— start of PAGE —
Re: What is a theory? LO3693

Michael McMaster (
Sun, 12 Nov 1995 15:06:32 +0000

Replying to LO3659 --

John says some interesting things and asks even more interesting
questions about theories. I consider this conversation crucial to
our work because the whole are is so neglected - not say rebelled
against - in business generally.

> One question I have is what is a theory?

I think there are at least two useful operational distinctions to
make here. One is consistent with the mathematical use that John
presents. This has the rigour and structure for experiment and
usefulness. The second stems from the first but makes it available
to everyone. I use the operational definition as "an explicit set of
propositions that can be tested against experience". Hence anyone
can have - and, more importantly, share - a theory about anything and
its only use will be pragmatic and its test one of experience.

> In mathematics, a theory consists of a set of axioms, and rules of
> inference.

> Each of these descriptions sound similar in some respects, however, the
> people who have suggested these various descriptions refuse to accept that
> the mathematical definition of axioms and inference covers all other
> descriptions - unfortunately they haven't been able to articulate to me
> WHY they're different.

I think the difference that doesn't want to be articulated is the
avoidance of rigour that the "sloppy" definitions allow.
— end of PAGE —
## [AIM]
Answer these questions about the post:
(a) What operational definition of a theory does the writer give?
(b) In the quoted mathematical definition, what does a theory consist of?
(c) What does the writer say the "sloppy" definitions allow?
— start of ENTRIES SHOWN —
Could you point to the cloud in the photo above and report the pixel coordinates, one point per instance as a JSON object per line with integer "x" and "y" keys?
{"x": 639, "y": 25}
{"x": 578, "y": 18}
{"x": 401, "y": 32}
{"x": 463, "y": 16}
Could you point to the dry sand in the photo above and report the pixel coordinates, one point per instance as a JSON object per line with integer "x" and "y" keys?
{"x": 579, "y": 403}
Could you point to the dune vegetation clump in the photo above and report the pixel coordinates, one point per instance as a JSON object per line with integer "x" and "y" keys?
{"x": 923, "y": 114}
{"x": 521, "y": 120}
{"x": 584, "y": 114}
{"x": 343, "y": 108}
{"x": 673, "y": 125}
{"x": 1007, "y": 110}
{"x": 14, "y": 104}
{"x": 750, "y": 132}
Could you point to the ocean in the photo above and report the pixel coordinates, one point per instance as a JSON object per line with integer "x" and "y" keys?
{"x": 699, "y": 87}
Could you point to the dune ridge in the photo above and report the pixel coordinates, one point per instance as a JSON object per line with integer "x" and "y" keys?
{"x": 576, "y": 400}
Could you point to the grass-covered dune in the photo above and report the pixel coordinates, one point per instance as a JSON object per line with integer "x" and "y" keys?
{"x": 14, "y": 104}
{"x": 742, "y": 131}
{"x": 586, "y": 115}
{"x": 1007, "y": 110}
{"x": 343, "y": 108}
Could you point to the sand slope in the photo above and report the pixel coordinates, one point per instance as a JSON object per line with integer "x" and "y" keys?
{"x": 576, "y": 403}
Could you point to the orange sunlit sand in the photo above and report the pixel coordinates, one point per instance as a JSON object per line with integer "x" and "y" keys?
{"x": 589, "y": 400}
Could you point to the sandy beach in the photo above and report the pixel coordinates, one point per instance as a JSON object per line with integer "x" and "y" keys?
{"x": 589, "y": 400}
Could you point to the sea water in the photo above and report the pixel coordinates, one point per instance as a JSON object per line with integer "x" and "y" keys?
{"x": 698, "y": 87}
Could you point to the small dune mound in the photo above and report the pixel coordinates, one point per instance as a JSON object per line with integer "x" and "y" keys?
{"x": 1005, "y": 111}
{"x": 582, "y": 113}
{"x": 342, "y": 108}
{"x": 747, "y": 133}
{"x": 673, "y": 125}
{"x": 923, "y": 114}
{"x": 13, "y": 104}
— end of ENTRIES SHOWN —
## [EXPECTED OUTPUT]
(a) An explicit set of propositions that can be tested against experience.
(b) A set of axioms and rules of inference.
(c) The avoidance of rigor.